• What is being asked: Recast every line of the listing below as a numbered list, leaving out any blank lines.

• Part of a data file:

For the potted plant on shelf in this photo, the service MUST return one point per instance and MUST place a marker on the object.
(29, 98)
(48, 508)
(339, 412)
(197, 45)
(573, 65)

• Task output:
1. For the potted plant on shelf in this photo, the service MUST return one point per instance and MUST place a marker on the object.
2. (29, 98)
3. (48, 508)
4. (339, 412)
5. (197, 45)
6. (573, 65)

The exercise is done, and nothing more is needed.